Copy out the part of the data that opens with the line containing "target: **hair braid**" and closes with the line containing "M 166 66 L 168", both of those lines included, with nothing changed.
------ RECORDS SHOWN ------
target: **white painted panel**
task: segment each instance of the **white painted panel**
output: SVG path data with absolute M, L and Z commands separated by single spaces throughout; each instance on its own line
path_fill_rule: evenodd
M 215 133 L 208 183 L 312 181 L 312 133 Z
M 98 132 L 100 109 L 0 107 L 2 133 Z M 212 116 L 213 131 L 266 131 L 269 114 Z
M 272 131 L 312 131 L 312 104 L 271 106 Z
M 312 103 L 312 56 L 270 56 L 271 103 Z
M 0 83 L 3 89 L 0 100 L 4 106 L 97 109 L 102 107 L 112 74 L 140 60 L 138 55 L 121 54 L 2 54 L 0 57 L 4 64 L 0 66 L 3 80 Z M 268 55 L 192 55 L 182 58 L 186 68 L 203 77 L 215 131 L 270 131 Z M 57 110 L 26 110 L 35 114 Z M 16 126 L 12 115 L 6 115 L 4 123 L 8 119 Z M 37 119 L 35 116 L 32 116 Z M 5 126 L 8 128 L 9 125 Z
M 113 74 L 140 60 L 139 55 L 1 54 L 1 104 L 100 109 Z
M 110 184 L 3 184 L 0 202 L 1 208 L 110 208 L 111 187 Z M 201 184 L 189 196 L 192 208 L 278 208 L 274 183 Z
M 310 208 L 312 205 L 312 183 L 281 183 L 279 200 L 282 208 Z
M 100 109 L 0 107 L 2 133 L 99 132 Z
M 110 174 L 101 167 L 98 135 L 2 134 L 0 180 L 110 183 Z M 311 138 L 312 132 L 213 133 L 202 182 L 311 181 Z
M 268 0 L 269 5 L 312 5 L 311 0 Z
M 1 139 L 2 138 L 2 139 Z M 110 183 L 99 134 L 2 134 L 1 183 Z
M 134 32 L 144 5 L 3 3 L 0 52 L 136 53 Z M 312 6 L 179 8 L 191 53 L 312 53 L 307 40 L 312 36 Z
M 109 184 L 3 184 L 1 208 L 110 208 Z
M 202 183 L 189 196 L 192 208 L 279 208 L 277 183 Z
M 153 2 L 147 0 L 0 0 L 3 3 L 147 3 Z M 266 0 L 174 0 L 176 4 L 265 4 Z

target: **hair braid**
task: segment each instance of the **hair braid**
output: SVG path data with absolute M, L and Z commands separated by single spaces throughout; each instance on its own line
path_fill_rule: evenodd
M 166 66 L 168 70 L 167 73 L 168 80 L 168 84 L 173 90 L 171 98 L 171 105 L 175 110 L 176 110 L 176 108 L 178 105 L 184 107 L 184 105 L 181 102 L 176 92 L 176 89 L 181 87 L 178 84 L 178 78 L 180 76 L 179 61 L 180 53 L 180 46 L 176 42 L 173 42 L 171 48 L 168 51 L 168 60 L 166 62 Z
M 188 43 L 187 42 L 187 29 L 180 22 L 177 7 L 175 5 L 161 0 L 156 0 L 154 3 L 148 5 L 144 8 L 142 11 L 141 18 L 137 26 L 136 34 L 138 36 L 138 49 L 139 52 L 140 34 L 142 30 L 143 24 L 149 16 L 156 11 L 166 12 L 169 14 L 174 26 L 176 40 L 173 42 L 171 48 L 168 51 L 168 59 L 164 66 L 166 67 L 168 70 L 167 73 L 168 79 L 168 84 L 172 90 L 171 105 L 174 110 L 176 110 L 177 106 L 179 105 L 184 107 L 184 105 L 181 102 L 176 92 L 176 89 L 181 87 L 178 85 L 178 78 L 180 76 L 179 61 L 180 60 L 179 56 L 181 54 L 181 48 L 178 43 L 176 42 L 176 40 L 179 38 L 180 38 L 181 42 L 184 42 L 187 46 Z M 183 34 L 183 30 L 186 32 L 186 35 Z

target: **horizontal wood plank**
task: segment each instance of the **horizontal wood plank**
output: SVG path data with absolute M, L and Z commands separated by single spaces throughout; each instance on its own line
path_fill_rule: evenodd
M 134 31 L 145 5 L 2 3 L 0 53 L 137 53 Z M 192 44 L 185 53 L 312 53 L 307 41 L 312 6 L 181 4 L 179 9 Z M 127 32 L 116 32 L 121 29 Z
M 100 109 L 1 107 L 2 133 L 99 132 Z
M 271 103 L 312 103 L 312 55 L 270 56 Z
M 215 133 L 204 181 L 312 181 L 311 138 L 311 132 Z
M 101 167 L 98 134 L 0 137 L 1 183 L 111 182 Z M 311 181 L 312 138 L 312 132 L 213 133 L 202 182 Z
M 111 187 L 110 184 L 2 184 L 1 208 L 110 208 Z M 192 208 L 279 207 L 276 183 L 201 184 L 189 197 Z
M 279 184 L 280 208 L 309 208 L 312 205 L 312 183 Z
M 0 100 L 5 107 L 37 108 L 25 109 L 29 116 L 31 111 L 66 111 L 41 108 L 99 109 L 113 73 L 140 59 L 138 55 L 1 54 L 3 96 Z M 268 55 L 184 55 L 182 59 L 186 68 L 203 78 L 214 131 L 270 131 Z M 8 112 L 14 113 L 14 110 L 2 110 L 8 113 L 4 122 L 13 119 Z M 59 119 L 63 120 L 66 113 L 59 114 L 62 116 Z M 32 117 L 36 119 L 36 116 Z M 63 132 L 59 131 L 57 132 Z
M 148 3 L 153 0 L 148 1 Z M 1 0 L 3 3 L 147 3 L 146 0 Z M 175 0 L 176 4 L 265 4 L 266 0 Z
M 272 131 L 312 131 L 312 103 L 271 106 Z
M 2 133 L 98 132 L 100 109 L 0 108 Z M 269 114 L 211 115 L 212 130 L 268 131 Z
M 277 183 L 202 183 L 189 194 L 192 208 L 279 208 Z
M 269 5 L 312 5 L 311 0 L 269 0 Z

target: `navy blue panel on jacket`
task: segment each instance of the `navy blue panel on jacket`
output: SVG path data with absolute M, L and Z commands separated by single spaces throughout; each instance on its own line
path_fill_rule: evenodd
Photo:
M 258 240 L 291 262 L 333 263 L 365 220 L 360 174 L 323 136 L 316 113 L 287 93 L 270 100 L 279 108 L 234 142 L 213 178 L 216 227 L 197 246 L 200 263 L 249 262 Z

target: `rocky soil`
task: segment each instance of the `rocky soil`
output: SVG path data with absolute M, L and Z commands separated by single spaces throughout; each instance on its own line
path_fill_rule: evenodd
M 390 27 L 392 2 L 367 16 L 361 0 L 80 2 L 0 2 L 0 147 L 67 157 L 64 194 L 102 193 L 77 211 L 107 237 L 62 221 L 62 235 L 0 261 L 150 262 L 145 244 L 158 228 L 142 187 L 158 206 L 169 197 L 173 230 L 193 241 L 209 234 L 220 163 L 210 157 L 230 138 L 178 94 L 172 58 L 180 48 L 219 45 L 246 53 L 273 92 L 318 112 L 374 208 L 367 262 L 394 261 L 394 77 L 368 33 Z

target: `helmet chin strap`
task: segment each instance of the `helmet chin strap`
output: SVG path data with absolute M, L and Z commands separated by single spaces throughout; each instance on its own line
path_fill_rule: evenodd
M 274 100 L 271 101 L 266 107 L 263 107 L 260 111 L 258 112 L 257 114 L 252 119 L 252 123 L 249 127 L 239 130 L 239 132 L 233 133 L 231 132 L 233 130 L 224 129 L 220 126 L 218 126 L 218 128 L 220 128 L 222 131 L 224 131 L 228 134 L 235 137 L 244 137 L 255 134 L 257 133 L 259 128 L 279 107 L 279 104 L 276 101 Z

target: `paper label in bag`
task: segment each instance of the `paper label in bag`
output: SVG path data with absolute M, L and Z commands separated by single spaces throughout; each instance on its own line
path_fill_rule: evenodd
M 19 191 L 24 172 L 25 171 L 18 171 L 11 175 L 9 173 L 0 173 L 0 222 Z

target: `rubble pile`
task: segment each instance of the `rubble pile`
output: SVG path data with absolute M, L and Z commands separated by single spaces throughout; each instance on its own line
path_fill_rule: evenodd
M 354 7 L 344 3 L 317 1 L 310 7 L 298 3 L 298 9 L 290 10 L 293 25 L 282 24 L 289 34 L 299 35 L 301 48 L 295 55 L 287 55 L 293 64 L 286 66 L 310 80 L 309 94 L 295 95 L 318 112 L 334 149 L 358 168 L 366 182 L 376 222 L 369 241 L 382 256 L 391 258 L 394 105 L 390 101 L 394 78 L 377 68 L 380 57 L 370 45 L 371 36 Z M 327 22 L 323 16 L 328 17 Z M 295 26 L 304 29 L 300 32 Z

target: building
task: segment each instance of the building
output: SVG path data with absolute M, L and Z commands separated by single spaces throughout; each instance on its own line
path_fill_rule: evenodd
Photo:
------
PROBLEM SOLUTION |
target: **hair braid**
task: segment each instance of the **hair braid**
output: SVG path data with absolute M, L and Z commands separated by single spaces throughout; each instance on its own line
path_fill_rule: evenodd
M 166 66 L 168 70 L 167 73 L 168 80 L 168 84 L 173 90 L 171 98 L 171 105 L 175 110 L 176 110 L 176 108 L 178 105 L 184 107 L 184 105 L 181 102 L 176 92 L 176 89 L 181 87 L 178 84 L 178 78 L 180 76 L 179 61 L 180 53 L 180 46 L 176 42 L 173 42 L 171 48 L 168 51 L 168 60 L 166 62 Z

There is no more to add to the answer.